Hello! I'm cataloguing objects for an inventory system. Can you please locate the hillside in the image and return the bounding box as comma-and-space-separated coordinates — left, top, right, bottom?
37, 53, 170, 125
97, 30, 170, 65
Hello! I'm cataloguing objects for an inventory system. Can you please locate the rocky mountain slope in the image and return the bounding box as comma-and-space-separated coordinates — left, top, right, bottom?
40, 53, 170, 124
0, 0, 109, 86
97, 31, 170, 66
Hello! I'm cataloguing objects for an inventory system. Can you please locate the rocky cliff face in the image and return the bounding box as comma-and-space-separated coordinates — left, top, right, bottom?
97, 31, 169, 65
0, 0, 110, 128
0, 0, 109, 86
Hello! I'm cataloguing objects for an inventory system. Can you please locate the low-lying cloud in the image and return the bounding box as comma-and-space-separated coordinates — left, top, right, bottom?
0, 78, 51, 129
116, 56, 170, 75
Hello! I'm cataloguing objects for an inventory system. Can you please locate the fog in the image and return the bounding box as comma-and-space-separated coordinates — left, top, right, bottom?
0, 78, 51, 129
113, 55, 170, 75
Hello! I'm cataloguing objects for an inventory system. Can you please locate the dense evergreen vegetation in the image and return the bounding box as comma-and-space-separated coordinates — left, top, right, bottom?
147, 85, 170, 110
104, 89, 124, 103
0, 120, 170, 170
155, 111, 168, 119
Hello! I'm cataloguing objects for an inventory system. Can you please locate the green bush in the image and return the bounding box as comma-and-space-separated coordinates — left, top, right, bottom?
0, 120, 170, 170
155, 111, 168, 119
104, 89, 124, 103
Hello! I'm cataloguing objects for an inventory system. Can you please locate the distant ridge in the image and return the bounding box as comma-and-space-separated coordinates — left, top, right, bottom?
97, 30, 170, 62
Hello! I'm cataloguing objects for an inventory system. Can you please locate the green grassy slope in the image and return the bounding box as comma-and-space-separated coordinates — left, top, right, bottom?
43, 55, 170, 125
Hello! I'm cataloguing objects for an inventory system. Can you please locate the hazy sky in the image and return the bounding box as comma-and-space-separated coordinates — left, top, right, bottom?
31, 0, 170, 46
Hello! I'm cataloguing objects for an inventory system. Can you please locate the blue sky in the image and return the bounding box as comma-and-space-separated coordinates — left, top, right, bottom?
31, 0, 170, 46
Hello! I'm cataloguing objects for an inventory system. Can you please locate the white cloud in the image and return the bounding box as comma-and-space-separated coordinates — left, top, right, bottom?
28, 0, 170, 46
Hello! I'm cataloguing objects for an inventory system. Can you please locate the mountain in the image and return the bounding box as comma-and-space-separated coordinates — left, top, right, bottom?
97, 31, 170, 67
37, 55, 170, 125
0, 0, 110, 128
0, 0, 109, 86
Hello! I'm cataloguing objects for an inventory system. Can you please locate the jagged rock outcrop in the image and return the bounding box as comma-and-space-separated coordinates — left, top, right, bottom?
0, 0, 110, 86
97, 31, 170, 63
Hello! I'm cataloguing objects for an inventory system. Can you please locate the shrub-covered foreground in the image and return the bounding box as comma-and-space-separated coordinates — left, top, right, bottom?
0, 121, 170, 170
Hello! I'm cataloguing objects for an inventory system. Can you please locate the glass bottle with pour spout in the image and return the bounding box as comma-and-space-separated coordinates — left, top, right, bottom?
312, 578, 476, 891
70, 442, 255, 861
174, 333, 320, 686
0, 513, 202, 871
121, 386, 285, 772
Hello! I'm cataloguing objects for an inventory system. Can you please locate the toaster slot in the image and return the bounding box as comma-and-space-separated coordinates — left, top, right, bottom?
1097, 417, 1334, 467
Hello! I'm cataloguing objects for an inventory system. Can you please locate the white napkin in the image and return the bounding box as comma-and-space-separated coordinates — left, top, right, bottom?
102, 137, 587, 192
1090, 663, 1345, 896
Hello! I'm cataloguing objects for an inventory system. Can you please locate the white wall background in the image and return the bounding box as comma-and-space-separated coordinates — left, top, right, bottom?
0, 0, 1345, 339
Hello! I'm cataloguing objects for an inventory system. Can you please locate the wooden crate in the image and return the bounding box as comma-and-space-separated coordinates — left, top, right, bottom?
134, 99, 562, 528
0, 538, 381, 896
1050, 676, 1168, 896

▶ Work instructions:
Reproduce each of the records above word for word, leaving nothing out and changing nothing.

▶ Task result:
Hello! I'm cataloguing objects for an inventory system. Can you please locate the hillside in the image and return the bounding box as comma-and-space-separated coordinates — left, top, right, bottom?
37, 53, 170, 125
97, 30, 170, 65
Hello! I'm cataloguing objects for an inventory system. Can you please locate the rocky mountain slope in the image and return the bounding box as comma-and-space-separated coordinates — left, top, right, bottom?
40, 53, 170, 124
0, 0, 109, 86
97, 31, 170, 66
Hello! I'm cataloguing objects for an inventory system. Can you please locate the rocky cliff face in the image and return the bounding box as comma-and-space-separated coordinates — left, top, right, bottom?
97, 31, 169, 65
0, 0, 110, 128
0, 0, 109, 86
Hello! I'm cataloguing objects for an inventory system. Can you please locate the low-lying cloud in the image and return the bounding box as comma-and-space-separated coordinates — left, top, right, bottom?
0, 78, 51, 129
116, 56, 170, 75
Hello! I'm cataloguing objects for an inventory system. Can you please locate the fog in the image and return the bounding box as comma-and-space-separated coordinates — left, top, right, bottom?
0, 78, 51, 129
113, 55, 170, 75
Hello! I'm cataloguing objects for an inventory system. Can you please locate the dense evergreen vegetation in the image and return the bounding box as comma-and-space-separated coordinates — left, top, right, bottom?
147, 85, 170, 110
104, 89, 124, 103
0, 120, 170, 170
155, 111, 168, 119
Hello! I'm cataloguing objects for an inventory system. Can you please locate the green bush in the image and return the bounding box as comma-and-space-separated coordinates — left, top, right, bottom?
0, 120, 170, 170
155, 111, 168, 119
104, 89, 124, 103
Hello! I'm cataloguing objects for an inventory system. Can you please locate the distant ridge in the image and return the bounding box as comma-and-space-separated coordinates — left, top, right, bottom?
97, 30, 170, 62
Hello! I'm cataloguing objects for an inventory system. Can you please locate the green grassy slope in the image and return the bounding box as comma-and-space-separated coordinates — left, top, right, bottom?
43, 55, 170, 125
Hello! I'm cataloguing objects for an inventory system. Can you please locate the hazy sky in the image and return the bounding box as comma-and-space-separated coordinates — left, top, right, bottom?
31, 0, 170, 46
Hello! I'm cataloguing objects for an inventory system. Can you please locate the blue sky in the image and return the bounding box as comma-and-space-separated coordinates — left, top, right, bottom?
31, 0, 170, 46
Hello! I'm cataloguing objects for an inventory system. Can you please locate the white cloud in the image and return the bounding box as comma-and-space-separated coordinates — left, top, right, bottom?
28, 0, 170, 46
Hello! I'm cataloguing objects for an inventory system. Can you please locate the mountain in the image and return the bounding box as comma-and-space-separated coordinates — left, top, right, bottom?
97, 31, 170, 67
37, 55, 170, 125
0, 0, 110, 128
0, 0, 109, 86
Hello! I'm cataloguing objects for an inventory system. Can you please locate the jagged rock outcrop in the image and return the bounding box as comma-and-space-separated coordinates — left, top, right, bottom?
0, 0, 110, 86
97, 31, 170, 63
Hello! I'm cataloguing objects for an inventory system. Can you please locate the shrub-covered foreground in the image and return the bounding box as comma-and-space-separated coordinates — left, top, right, bottom?
0, 121, 170, 170
Hello! I'm cataloguing objects for an inventory system. Can you please locate the glass bottle with pour spout in the image and return the bounding box as comma-and-space-separated coordinates — left, top, right, bottom?
312, 578, 476, 891
70, 442, 255, 861
174, 333, 320, 686
0, 513, 202, 871
121, 386, 285, 772
Hello! I'm cataloguing objects for an inventory system. Can you please locate the toaster slot in the image and return the bounding box as comma-and-space-separated coordinates — left, top, right, bottom?
1097, 417, 1334, 467
Hello! I'm cataloguing objects for an inventory system. Can you please locate the white napkin in the image and return the bounding box as comma-and-space-separated coordinates — left, top, right, bottom?
102, 137, 587, 192
1090, 663, 1345, 896
Hello! I'm cataloguing objects for an inventory system. Can you please locate the white wall background in the image and return the bounding box as comma-and-space-separated coordinates — left, top, right, bottom?
0, 0, 1345, 339
Hello! I'm cataloguing objects for an inventory system. Can you please locate the wooden crate in the image and return the bounding box as comma-and-space-separated coordinates — left, top, right, bottom?
134, 99, 562, 528
0, 538, 381, 896
1050, 676, 1168, 896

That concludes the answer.